◆ Dataset entries
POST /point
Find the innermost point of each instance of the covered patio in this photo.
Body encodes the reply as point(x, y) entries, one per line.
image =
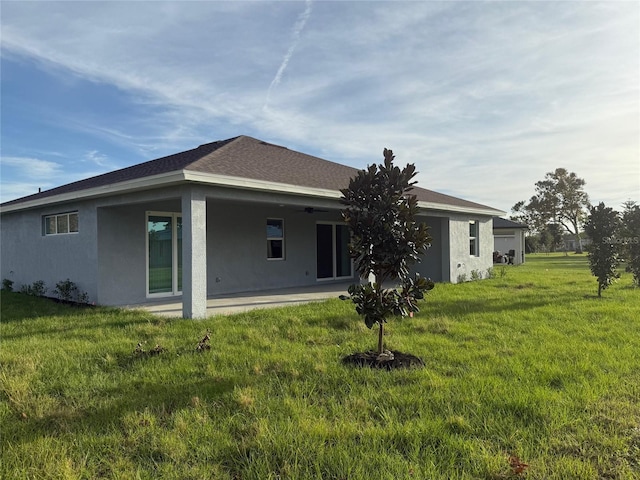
point(242, 302)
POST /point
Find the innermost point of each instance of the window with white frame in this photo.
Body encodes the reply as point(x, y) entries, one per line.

◆ Directions
In which lines of the material above does the string "Find" occur? Copy them all.

◆ Task response
Find the innermost point of each instance of the covered patio in this photo.
Find the innermost point of each instance of the window with white frame in this photo.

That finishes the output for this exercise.